● **Location annotation dataset excerpts**
>> start
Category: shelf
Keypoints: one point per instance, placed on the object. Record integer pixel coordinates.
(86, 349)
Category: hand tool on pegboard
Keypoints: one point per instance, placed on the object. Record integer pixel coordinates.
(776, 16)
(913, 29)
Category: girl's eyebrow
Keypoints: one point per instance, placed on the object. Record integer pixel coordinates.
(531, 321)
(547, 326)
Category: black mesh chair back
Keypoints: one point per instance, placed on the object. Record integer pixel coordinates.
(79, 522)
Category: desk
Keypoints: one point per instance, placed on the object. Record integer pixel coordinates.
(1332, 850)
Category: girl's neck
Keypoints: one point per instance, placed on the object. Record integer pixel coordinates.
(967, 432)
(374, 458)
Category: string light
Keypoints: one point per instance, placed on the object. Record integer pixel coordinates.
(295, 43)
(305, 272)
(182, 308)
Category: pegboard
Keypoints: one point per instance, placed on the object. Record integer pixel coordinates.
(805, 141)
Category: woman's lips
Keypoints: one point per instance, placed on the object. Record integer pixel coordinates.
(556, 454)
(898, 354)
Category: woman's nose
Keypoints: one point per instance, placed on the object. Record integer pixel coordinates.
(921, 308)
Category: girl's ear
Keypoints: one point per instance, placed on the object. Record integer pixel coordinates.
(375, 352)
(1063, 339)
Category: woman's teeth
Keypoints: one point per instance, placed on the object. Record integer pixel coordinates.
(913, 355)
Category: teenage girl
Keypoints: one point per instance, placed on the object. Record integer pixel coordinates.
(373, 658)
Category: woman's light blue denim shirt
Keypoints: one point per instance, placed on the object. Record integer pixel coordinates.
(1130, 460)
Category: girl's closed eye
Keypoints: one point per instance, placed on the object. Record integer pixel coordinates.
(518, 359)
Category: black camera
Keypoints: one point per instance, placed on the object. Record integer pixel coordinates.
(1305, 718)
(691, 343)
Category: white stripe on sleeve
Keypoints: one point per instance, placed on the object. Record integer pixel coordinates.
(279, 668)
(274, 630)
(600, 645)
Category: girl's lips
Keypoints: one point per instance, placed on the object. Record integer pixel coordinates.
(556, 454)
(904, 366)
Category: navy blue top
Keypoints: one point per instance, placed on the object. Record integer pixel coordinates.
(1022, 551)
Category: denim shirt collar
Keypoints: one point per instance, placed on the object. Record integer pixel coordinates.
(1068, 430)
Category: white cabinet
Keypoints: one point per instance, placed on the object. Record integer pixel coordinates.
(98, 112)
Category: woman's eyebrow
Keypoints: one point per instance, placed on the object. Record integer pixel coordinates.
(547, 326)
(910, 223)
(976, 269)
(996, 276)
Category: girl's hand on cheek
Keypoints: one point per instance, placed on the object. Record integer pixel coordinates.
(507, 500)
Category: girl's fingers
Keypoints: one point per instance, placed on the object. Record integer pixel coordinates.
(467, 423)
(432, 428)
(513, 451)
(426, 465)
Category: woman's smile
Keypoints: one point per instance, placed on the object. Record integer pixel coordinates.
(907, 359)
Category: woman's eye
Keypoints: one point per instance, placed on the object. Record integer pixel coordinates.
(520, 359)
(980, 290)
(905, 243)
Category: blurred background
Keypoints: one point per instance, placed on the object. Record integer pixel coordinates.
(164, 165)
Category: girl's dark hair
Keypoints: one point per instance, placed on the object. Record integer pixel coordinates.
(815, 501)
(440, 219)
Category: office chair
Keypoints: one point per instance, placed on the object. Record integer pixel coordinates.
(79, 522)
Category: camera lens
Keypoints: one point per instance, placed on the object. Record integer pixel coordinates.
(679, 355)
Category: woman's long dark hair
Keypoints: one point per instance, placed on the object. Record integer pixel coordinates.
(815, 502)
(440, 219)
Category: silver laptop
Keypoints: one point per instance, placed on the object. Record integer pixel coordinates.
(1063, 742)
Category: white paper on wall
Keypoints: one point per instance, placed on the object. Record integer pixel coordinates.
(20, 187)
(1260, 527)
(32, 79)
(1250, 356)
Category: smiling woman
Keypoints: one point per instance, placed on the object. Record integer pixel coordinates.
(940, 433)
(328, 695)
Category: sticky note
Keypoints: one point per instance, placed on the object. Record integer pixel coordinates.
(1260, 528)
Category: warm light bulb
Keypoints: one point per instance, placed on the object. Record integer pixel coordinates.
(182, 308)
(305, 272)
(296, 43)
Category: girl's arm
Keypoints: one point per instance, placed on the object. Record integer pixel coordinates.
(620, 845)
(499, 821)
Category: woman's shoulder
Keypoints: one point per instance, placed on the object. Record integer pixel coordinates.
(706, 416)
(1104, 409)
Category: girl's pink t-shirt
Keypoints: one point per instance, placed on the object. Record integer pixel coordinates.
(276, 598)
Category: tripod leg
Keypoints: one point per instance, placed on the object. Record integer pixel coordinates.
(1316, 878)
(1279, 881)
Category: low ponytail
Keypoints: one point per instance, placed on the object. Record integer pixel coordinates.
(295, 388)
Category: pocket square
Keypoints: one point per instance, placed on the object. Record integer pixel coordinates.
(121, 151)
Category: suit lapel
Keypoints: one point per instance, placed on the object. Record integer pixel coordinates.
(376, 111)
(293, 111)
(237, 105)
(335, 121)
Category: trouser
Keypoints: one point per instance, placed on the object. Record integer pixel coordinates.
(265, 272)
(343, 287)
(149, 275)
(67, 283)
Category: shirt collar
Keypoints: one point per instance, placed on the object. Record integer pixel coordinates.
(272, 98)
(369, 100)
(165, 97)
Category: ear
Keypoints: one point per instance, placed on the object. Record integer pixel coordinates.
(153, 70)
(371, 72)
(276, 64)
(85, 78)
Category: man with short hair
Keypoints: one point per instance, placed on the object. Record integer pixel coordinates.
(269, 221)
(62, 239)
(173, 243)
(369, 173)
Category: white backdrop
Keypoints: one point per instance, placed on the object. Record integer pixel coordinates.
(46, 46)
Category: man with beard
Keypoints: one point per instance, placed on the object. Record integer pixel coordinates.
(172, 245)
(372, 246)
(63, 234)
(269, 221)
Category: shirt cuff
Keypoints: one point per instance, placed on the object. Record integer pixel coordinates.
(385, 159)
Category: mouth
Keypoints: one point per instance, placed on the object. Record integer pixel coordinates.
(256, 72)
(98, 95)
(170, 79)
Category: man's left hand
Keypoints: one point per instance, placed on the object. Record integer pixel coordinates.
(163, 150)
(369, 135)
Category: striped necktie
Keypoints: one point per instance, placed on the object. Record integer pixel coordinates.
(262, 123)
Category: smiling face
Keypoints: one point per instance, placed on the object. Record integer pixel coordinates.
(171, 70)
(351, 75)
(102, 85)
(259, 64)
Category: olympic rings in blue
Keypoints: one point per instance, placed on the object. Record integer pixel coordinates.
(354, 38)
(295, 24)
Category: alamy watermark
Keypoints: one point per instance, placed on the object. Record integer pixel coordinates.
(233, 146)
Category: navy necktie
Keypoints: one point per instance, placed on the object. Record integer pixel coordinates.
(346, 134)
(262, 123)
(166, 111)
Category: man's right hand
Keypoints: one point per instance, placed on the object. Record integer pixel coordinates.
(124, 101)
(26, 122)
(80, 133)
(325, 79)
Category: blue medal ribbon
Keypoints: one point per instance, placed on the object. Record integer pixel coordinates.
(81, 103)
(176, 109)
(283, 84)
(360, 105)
>> end
● **DIRECTIVE**
Turn the items starting at the line containing "Category: olympic rings in blue" and ending with the last item into a two-column CSV with the columns instruction and keypoints, one row per item. Put each value in a single quoted field, with line breaks replaced by spaces.

● **ANSWER TO THE PROBLEM**
instruction,keypoints
"Category: olympic rings in blue Keypoints: one point per instance, placed on the object. Record integer pixel coordinates.","(354, 38) (295, 24)"
"Category: alamy watermark Keypoints: one point per instance, placed on the object. Record integer pixel coordinates.","(233, 146)"
"Category: navy necktie Keypoints: one point per instance, placed on the object. Record integer pixel coordinates.","(346, 134) (262, 123) (166, 111)"
"Category: man's right hand Keypoints: one point per instance, placed on the object. Record integer pixel coordinates.","(124, 101) (26, 122) (80, 133) (325, 79)"
"Category: blue medal ribbon Keypoints: one point per instance, placed on the object. Record integer pixel coordinates.","(81, 103) (176, 109) (283, 84) (360, 105)"